Outline labeling material:

***

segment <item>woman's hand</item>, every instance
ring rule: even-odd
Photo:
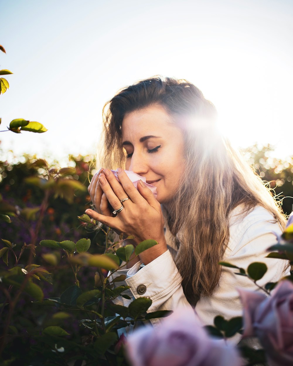
[[[146,264],[151,262],[167,250],[164,235],[164,219],[160,203],[142,181],[138,184],[137,190],[122,169],[117,169],[121,184],[109,169],[104,169],[103,172],[99,172],[99,176],[97,178],[97,174],[92,179],[91,184],[92,182],[93,184],[91,186],[90,185],[89,191],[92,199],[93,198],[96,209],[100,202],[100,210],[98,209],[98,212],[95,212],[88,209],[86,213],[116,231],[123,232],[127,235],[134,235],[137,244],[146,239],[156,240],[159,243],[158,245],[140,255],[141,261]],[[117,210],[122,206],[120,200],[126,198],[129,199],[123,202],[123,209],[116,216],[112,217],[113,215],[110,211],[108,202],[114,210]],[[107,209],[105,205],[103,204],[106,199]]]

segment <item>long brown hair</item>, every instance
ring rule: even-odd
[[[125,166],[121,139],[125,114],[156,104],[166,109],[184,136],[186,170],[167,220],[180,243],[176,264],[192,301],[210,295],[219,282],[218,262],[229,241],[234,208],[242,204],[245,213],[260,205],[283,228],[285,220],[260,177],[218,132],[214,105],[185,80],[154,76],[121,89],[105,104],[104,149],[99,154],[102,166]]]

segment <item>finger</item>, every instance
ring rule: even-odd
[[[112,217],[110,216],[105,216],[100,213],[98,213],[97,212],[96,212],[93,210],[91,210],[90,209],[88,209],[85,212],[87,215],[88,215],[92,218],[95,220],[97,220],[106,226],[109,226],[111,228],[120,230],[119,228],[116,227],[117,218]],[[119,219],[118,220],[119,220]],[[122,231],[120,230],[120,231]]]
[[[110,204],[114,210],[118,210],[121,207],[121,203],[113,191],[113,190],[103,174],[100,174],[99,182]]]
[[[159,203],[155,198],[153,193],[149,188],[146,187],[141,179],[140,179],[137,183],[137,189],[150,206],[154,208],[157,208],[159,206],[160,207]]]
[[[111,212],[109,208],[109,201],[108,200],[106,195],[103,193],[101,200],[101,204],[100,206],[100,212],[98,211],[99,213],[101,213],[105,216],[111,216]]]
[[[105,174],[108,183],[112,190],[120,200],[122,198],[128,198],[128,196],[113,173],[108,169],[104,169],[103,173]]]
[[[117,175],[126,193],[133,202],[135,203],[141,203],[144,200],[133,183],[127,176],[127,174],[121,168],[117,169]]]

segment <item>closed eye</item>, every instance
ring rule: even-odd
[[[159,145],[159,146],[157,146],[156,147],[155,147],[154,149],[152,149],[151,150],[148,149],[148,152],[151,153],[156,153],[159,149],[159,148],[161,147],[161,145]]]

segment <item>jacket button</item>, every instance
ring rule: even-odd
[[[144,285],[140,285],[137,287],[137,292],[140,295],[143,295],[146,291],[146,288]]]

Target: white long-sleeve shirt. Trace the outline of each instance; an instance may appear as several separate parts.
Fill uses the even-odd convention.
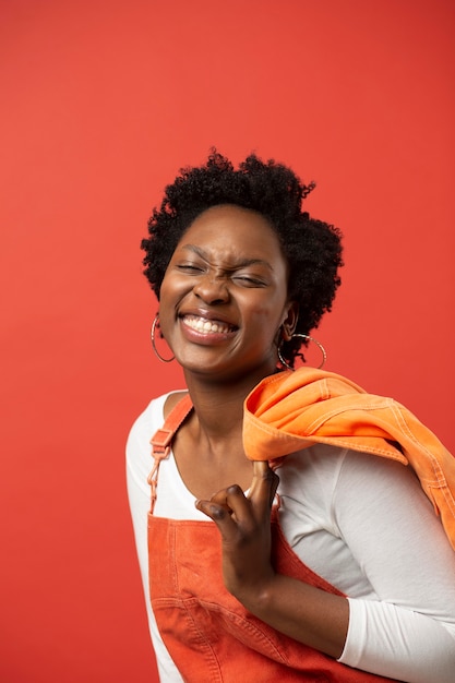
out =
[[[127,479],[160,680],[181,683],[148,599],[149,439],[163,427],[167,396],[153,400],[130,432]],[[409,683],[454,683],[455,553],[412,471],[378,456],[314,445],[287,456],[277,474],[287,541],[348,596],[339,661]],[[206,522],[194,501],[170,454],[160,465],[155,515]]]

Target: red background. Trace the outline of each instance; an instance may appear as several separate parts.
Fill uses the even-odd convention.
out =
[[[2,0],[0,679],[155,680],[129,428],[181,384],[139,243],[211,145],[345,232],[327,368],[455,450],[451,0]]]

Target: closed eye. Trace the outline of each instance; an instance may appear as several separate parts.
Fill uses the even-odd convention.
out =
[[[266,287],[264,280],[251,275],[234,275],[232,280],[239,283],[243,287]]]
[[[196,274],[202,273],[203,268],[194,263],[180,263],[177,268],[183,273]]]

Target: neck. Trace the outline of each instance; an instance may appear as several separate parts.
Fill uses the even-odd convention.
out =
[[[200,427],[206,434],[223,438],[241,431],[243,402],[267,373],[235,382],[216,382],[193,373],[184,373],[184,376]]]

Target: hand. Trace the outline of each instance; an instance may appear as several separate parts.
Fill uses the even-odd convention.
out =
[[[255,462],[248,496],[234,484],[209,501],[195,503],[219,529],[225,586],[246,607],[275,576],[271,564],[271,507],[278,481],[268,463]]]

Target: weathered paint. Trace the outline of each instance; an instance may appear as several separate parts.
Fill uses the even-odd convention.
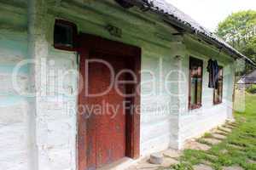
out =
[[[181,148],[185,139],[201,135],[230,116],[234,60],[189,35],[172,36],[177,31],[153,14],[146,12],[146,17],[138,9],[124,9],[112,0],[13,0],[0,1],[0,14],[4,16],[0,20],[0,81],[6,84],[0,88],[0,149],[5,150],[0,153],[1,169],[77,168],[77,97],[65,94],[78,89],[78,77],[68,74],[60,87],[55,82],[61,75],[53,74],[57,70],[62,74],[78,70],[77,54],[53,48],[55,19],[77,24],[79,31],[142,48],[142,70],[157,76],[152,80],[148,73],[141,76],[144,82],[141,105],[147,106],[141,110],[141,156],[167,147]],[[109,34],[105,29],[108,24],[122,29],[121,38]],[[188,83],[170,84],[171,91],[182,96],[168,94],[162,83],[172,70],[185,74],[184,77],[172,74],[170,80],[189,80],[189,55],[204,60],[203,107],[193,111],[188,110]],[[210,58],[217,59],[224,72],[224,103],[214,106],[212,90],[207,87],[206,67]],[[46,60],[46,65],[38,63],[19,72],[22,88],[43,96],[25,98],[13,89],[11,72],[24,59]],[[61,93],[55,93],[57,88],[61,88]],[[153,94],[146,97],[148,92]],[[171,105],[175,107],[170,110]]]
[[[27,56],[26,3],[0,1],[0,168],[28,169],[29,99],[12,86],[15,66]],[[28,91],[28,68],[17,72],[20,88]]]

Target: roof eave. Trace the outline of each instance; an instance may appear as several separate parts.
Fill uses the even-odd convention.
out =
[[[217,40],[210,37],[209,36],[204,34],[203,32],[198,31],[196,29],[193,28],[189,23],[179,20],[177,18],[175,18],[174,16],[172,16],[169,14],[164,13],[163,10],[160,10],[158,8],[154,8],[153,5],[148,3],[147,1],[144,1],[144,0],[125,0],[125,1],[133,4],[134,6],[138,7],[143,11],[150,10],[154,13],[156,13],[157,14],[163,16],[164,21],[166,21],[171,25],[174,25],[175,26],[177,26],[189,33],[198,36],[201,39],[214,45],[218,48],[222,48],[224,51],[225,51],[225,53],[230,54],[235,60],[242,59],[246,62],[250,63],[252,65],[256,67],[256,64],[253,60],[248,59],[247,57],[244,56],[243,54],[240,54],[239,52],[237,52],[232,48],[227,48],[224,44],[220,43]]]

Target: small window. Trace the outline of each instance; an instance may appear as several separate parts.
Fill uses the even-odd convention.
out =
[[[54,32],[54,46],[55,48],[74,51],[76,36],[76,25],[66,20],[55,20]]]
[[[203,61],[189,58],[189,108],[197,109],[201,106]]]
[[[213,90],[213,104],[218,105],[222,103],[223,97],[223,67],[219,67],[218,76],[218,87]]]

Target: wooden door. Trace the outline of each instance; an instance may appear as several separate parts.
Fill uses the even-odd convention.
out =
[[[139,105],[140,50],[90,35],[80,42],[79,168],[94,170],[125,156],[137,158],[139,113],[125,107]],[[131,79],[125,70],[135,73],[137,84],[116,83]]]

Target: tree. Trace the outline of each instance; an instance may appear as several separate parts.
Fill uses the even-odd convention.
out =
[[[233,13],[218,24],[217,34],[241,49],[256,36],[256,11]]]
[[[216,33],[256,63],[256,11],[233,13],[218,24]],[[246,72],[249,70],[247,66]]]

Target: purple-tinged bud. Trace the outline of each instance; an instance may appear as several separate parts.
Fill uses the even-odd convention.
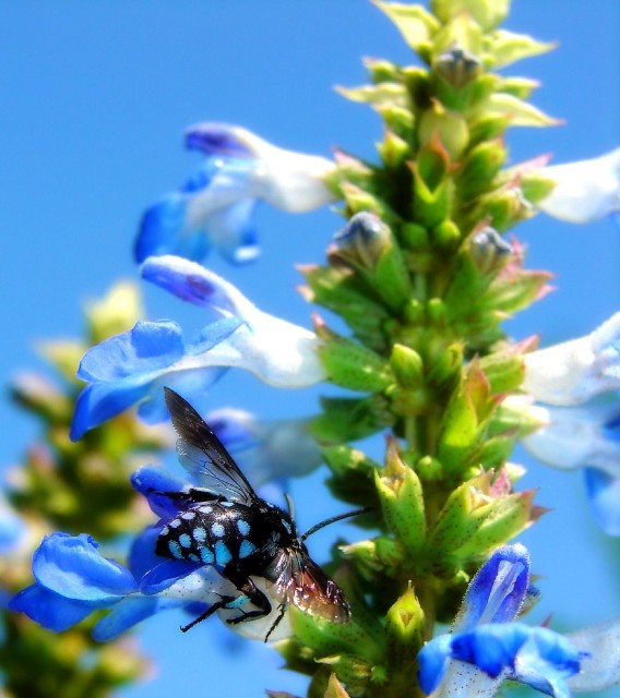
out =
[[[455,44],[439,56],[433,67],[454,87],[463,87],[480,74],[482,61]]]
[[[472,237],[472,258],[482,274],[503,266],[514,253],[513,246],[490,226],[485,226]]]
[[[383,251],[392,244],[392,233],[379,216],[362,212],[336,232],[334,240],[345,258],[373,269]]]

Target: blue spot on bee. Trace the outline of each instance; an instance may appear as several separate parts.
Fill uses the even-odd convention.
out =
[[[224,535],[224,526],[222,524],[213,524],[211,527],[211,532],[216,538],[222,538]]]
[[[169,541],[168,547],[170,549],[170,553],[172,553],[172,557],[182,559],[183,553],[181,552],[181,546],[177,543],[177,541]]]
[[[215,561],[218,565],[227,565],[233,559],[233,555],[224,541],[215,543]]]
[[[196,526],[192,531],[192,535],[199,543],[204,543],[204,541],[206,540],[206,531],[202,528],[202,526]]]
[[[229,601],[226,604],[227,609],[240,609],[241,606],[245,606],[248,603],[249,599],[245,593],[239,594],[236,599],[234,599],[233,601]]]
[[[242,540],[239,545],[239,558],[248,557],[257,550],[257,546],[248,540]]]
[[[213,563],[215,562],[215,555],[210,547],[203,547],[200,551],[200,558],[205,565],[213,565]]]
[[[239,529],[239,533],[241,533],[241,535],[248,535],[248,533],[250,532],[250,525],[248,524],[248,521],[243,521],[243,519],[239,519],[237,521],[237,528]]]

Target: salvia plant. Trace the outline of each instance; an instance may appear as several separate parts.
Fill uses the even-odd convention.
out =
[[[508,0],[375,4],[416,57],[367,60],[368,83],[341,89],[382,119],[377,159],[191,125],[202,163],[145,210],[133,254],[144,281],[205,311],[203,329],[144,318],[120,285],[87,311],[83,340],[44,347],[58,384],[15,380],[41,437],[2,504],[7,696],[110,695],[145,671],[128,630],[167,609],[184,630],[223,622],[273,645],[311,698],[518,683],[565,698],[620,678],[618,618],[568,634],[528,622],[536,561],[518,537],[546,509],[510,461],[520,442],[587,468],[596,520],[620,534],[620,314],[553,346],[503,327],[549,290],[549,273],[524,266],[517,224],[618,212],[620,151],[506,164],[509,129],[555,123],[528,101],[535,81],[498,72],[552,48],[501,28]],[[301,267],[312,329],[204,266],[255,260],[260,202],[343,217],[324,261]],[[229,369],[342,390],[308,419],[199,414]],[[375,434],[379,457],[365,448]],[[182,477],[158,465],[175,441]],[[357,527],[321,566],[313,529],[297,531],[269,494],[320,464]]]

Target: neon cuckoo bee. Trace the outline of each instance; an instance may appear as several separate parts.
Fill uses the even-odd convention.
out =
[[[236,597],[222,595],[181,630],[189,630],[219,609],[239,610],[238,616],[227,619],[229,624],[269,615],[272,604],[253,577],[265,579],[270,595],[273,589],[279,602],[279,614],[265,642],[289,604],[333,623],[346,623],[350,610],[343,591],[309,556],[303,541],[323,526],[367,509],[335,516],[298,535],[291,514],[254,492],[193,407],[170,388],[164,390],[179,436],[179,461],[202,486],[160,493],[179,500],[180,510],[163,527],[155,552],[177,561],[213,565],[239,592]],[[245,611],[248,603],[257,610]]]

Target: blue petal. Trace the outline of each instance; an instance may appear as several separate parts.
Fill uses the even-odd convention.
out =
[[[252,152],[239,141],[236,128],[227,123],[198,123],[186,131],[186,147],[205,155],[252,157]]]
[[[201,567],[204,567],[204,563],[166,559],[142,577],[140,580],[140,590],[145,594],[159,593]]]
[[[206,222],[219,254],[233,264],[253,262],[261,254],[254,227],[257,201],[246,198],[214,210]]]
[[[208,183],[201,178],[201,186]],[[198,186],[198,182],[195,186]],[[188,227],[189,197],[171,193],[146,209],[140,221],[140,230],[133,248],[139,264],[146,257],[159,254],[178,254],[190,260],[202,260],[208,253],[208,240],[204,231]]]
[[[182,332],[177,323],[138,322],[132,329],[88,349],[76,375],[88,382],[119,381],[159,371],[179,360],[183,352]]]
[[[44,589],[40,585],[26,587],[9,602],[9,609],[25,613],[44,628],[61,633],[83,621],[94,607],[72,601]]]
[[[148,395],[148,384],[93,383],[78,396],[69,437],[79,441],[85,432],[124,412]]]
[[[33,574],[50,591],[102,606],[138,589],[129,569],[103,557],[85,533],[46,537],[33,555]]]
[[[521,544],[498,549],[469,585],[455,629],[464,631],[480,623],[514,621],[528,582],[527,550]]]
[[[92,382],[75,404],[70,437],[120,414],[148,396],[165,369],[182,358],[181,329],[172,322],[139,322],[133,329],[110,337],[82,358],[78,377]]]
[[[620,535],[620,479],[596,468],[584,474],[595,521],[608,535]]]
[[[106,642],[150,616],[184,605],[179,599],[158,599],[132,594],[126,597],[104,616],[93,629],[93,637],[99,642]]]
[[[514,681],[557,698],[569,698],[565,679],[580,672],[581,653],[565,637],[548,628],[528,628],[529,637],[517,655]]]
[[[158,517],[170,519],[179,513],[179,500],[162,493],[181,492],[184,484],[163,468],[154,466],[140,468],[131,476],[131,486],[146,497],[148,506]]]
[[[22,518],[0,495],[0,555],[13,550],[26,532],[26,525]]]
[[[165,559],[155,553],[157,538],[163,527],[164,521],[147,526],[133,539],[127,564],[135,579],[142,579],[147,571]]]
[[[450,654],[491,677],[508,670],[509,678],[558,696],[568,695],[562,693],[563,679],[580,671],[582,659],[560,634],[521,623],[492,623],[457,633],[452,636]]]
[[[234,299],[227,281],[195,262],[179,256],[150,257],[141,266],[142,278],[156,284],[183,301],[215,312],[235,314]]]
[[[481,625],[475,630],[452,636],[451,655],[476,664],[492,678],[504,669],[512,671],[516,653],[528,637],[527,626],[520,623]]]
[[[418,681],[427,696],[433,693],[450,664],[452,637],[440,635],[427,642],[418,654]]]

***

Goal of the exercise
Select each line in the material above that contains the string "blue", matching case exactly.

Final result
Target: blue spot on bee. Trace the outline of each instance; an instance may appear as several separate parts.
Target: blue petal. Trace the outline of each instance; an instance may appear as several separate parts.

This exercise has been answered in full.